• _Your instructions_
Copy every line of the listing below word for word.

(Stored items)
* * * * * * * * *

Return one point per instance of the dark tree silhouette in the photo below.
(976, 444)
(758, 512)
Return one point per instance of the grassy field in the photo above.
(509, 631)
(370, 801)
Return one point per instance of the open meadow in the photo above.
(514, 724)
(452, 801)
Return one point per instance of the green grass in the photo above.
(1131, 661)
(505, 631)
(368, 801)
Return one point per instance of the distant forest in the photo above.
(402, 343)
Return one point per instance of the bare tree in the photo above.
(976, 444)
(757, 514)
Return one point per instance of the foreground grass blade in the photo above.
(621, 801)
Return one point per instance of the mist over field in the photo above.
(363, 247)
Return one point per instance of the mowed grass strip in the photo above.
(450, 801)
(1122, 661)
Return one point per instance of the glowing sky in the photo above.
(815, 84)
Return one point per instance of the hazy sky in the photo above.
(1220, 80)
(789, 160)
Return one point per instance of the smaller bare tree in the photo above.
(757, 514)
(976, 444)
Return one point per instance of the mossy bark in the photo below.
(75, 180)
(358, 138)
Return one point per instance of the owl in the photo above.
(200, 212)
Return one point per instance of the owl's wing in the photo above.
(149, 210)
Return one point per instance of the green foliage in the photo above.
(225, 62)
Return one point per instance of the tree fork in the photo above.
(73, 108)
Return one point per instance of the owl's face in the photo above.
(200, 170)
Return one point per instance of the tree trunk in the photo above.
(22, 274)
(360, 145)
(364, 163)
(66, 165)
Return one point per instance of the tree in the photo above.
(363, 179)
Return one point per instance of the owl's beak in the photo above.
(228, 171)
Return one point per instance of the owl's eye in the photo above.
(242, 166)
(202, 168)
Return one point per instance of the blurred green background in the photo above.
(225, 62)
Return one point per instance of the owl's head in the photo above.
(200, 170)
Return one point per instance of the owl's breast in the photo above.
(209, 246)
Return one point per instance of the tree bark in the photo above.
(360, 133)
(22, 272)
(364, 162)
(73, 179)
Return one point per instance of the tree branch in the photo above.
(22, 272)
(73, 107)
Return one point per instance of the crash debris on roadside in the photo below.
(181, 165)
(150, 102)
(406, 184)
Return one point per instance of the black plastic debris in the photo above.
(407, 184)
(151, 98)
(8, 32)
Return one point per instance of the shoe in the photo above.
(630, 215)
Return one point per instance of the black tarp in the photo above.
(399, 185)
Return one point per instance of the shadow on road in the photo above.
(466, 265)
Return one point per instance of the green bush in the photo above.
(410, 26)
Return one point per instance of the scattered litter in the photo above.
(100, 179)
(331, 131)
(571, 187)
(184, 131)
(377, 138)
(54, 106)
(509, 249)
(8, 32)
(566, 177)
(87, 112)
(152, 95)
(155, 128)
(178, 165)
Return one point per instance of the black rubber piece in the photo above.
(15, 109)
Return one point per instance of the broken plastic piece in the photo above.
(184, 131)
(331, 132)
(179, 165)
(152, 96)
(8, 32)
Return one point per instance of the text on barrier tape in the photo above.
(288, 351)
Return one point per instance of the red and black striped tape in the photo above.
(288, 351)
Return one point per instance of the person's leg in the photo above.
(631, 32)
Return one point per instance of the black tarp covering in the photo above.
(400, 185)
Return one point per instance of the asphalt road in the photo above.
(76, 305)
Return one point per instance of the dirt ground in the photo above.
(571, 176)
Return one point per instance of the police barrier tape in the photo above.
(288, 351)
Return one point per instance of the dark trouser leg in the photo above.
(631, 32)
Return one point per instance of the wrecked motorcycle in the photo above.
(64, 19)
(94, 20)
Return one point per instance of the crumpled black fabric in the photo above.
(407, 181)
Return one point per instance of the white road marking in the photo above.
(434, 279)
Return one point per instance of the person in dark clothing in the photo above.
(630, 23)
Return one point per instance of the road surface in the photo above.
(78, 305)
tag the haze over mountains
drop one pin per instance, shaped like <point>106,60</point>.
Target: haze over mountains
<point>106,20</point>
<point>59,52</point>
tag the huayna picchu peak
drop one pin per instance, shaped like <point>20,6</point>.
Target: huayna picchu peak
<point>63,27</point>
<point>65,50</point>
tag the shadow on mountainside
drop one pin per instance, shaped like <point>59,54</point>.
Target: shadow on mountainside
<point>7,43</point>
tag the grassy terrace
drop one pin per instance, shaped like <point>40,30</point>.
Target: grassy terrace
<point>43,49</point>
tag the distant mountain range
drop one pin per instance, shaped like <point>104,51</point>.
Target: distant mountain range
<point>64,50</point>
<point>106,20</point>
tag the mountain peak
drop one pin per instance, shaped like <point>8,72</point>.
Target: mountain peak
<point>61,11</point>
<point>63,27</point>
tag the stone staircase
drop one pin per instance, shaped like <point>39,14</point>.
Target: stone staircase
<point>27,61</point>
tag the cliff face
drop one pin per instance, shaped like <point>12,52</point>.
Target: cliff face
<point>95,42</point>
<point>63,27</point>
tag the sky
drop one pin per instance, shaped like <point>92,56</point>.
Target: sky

* * * * * * * * *

• _Exercise answer_
Return one point per instance of the dark tree silhouette in the photo below.
(976, 444)
(758, 512)
Return one point per instance of the grassy field in the photo above.
(509, 631)
(370, 801)
Return one point per instance of the open meadow in the photo above.
(514, 724)
(452, 801)
Return one point per instance of the green grass in the photo above.
(1131, 661)
(505, 631)
(368, 801)
Return one point per instance of the distant forest in the photo above.
(402, 343)
Return one point per instance of the bare tree in the photo above.
(976, 444)
(757, 514)
Return one point per instance of the foreground grass blade in the photo above.
(621, 801)
Return one point per instance of the mist over field in the photo above.
(363, 247)
Return one point per instance of the mowed grass strip in the photo above.
(450, 801)
(1122, 661)
Return one point per instance of the glowing sky in the photo above.
(815, 84)
Return one point per instance of the hazy sky in the photo above.
(1220, 80)
(789, 160)
Return one point per instance of the smaller bare tree in the photo above.
(757, 514)
(976, 444)
Return one point per instance of the mossy bark in the photo below.
(75, 180)
(358, 138)
Return one point per instance of the owl in the photo above.
(200, 212)
Return one point per instance of the owl's wing in the photo above.
(149, 210)
Return one point per instance of the green foliage in the photo above.
(225, 62)
Return one point per instance of the tree fork in the photo above.
(73, 108)
Return one point per instance of the owl's face in the photo above.
(200, 170)
Return one point per instance of the tree trunk in the photo above.
(22, 274)
(360, 145)
(364, 163)
(66, 165)
Return one point per instance of the tree in the photo above.
(363, 179)
Return one point per instance of the owl's beak in the photo above.
(228, 171)
Return one point per instance of the owl's eye in the photo above.
(242, 166)
(202, 168)
Return one point per instance of the blurred green background in the photo above.
(225, 62)
Return one point per instance of the owl's head in the photo above.
(200, 170)
Return one point per instance of the owl's breast in the photo above.
(209, 246)
Return one point per instance of the tree bark in the photo above.
(360, 133)
(22, 272)
(364, 162)
(73, 179)
Return one point per instance of the tree branch in the photo above.
(22, 272)
(73, 107)
Return one point per instance of the crash debris on roadside in the photo below.
(181, 165)
(150, 102)
(406, 184)
Return one point per instance of the black plastic debris in the photo above.
(407, 184)
(151, 98)
(8, 32)
Return one point per instance of the shoe in the photo above.
(630, 215)
Return one point per instance of the black tarp in the photo above.
(399, 185)
Return one point per instance of the shadow on road in the photo above.
(466, 265)
Return one point per instance of the green bush in the photo above.
(410, 26)
Return one point per instance of the scattered litter in the photo above.
(100, 179)
(331, 131)
(571, 187)
(184, 131)
(377, 138)
(54, 106)
(509, 249)
(8, 32)
(566, 177)
(87, 112)
(152, 95)
(155, 128)
(178, 165)
Return one point per instance of the black rubber piece in the photo above.
(15, 109)
Return one point per instance of the broken plastic piece in the photo above.
(184, 131)
(331, 132)
(179, 165)
(152, 96)
(8, 32)
Return one point per instance of the text on barrier tape in the photo above.
(288, 351)
Return one point per instance of the red and black striped tape in the photo above.
(288, 351)
Return one point per instance of the person's leg in the photo above.
(631, 32)
Return one point per instance of the black tarp covering in the photo above.
(400, 185)
Return one point per instance of the asphalt road in the photo above.
(76, 305)
Return one point per instance of the dirt ground in the photo above.
(571, 176)
Return one point per instance of the police barrier tape in the photo above.
(288, 351)
Return one point per instance of the dark trouser leg in the photo above.
(631, 32)
Return one point per instance of the wrecked motorcycle in the photo above.
(64, 19)
(94, 20)
Return one point per instance of the crumpled black fabric in the photo above.
(407, 181)
Return one point per instance of the white road marking in the photo above.
(434, 279)
Return one point per instance of the person in dark clothing in the photo above.
(630, 23)
Return one point per instance of the road surface in the photo above.
(78, 305)
tag the haze over mountains
drop one pin per instance, shaped like <point>106,60</point>.
Target: haze over mountains
<point>106,20</point>
<point>59,52</point>
tag the huayna picchu peak
drop one pin per instance, shaped like <point>20,6</point>.
Target: huayna picchu peak
<point>63,27</point>
<point>65,50</point>
tag the shadow on mountainside
drop one pin per instance, shaped like <point>59,54</point>.
Target: shadow on mountainside
<point>7,43</point>
tag the grassy terrace
drop one pin per instance, shaped like <point>40,30</point>.
Target: grassy terrace
<point>43,49</point>
tag the distant mountain range
drop one pin per instance, shaped like <point>104,51</point>.
Target: distant mountain range
<point>64,50</point>
<point>106,20</point>
tag the mountain peak
drop one pin per instance, shaped like <point>8,72</point>.
Target: mountain peak
<point>61,11</point>
<point>63,27</point>
tag the stone staircase
drop one pin per instance, shaped like <point>39,14</point>.
Target: stone staircase
<point>27,61</point>
tag the cliff face
drop one pin per instance, shaped like <point>12,52</point>.
Target: cliff face
<point>95,42</point>
<point>63,27</point>
tag the sky
drop one pin per instance, shaped like <point>92,56</point>.
Target: sky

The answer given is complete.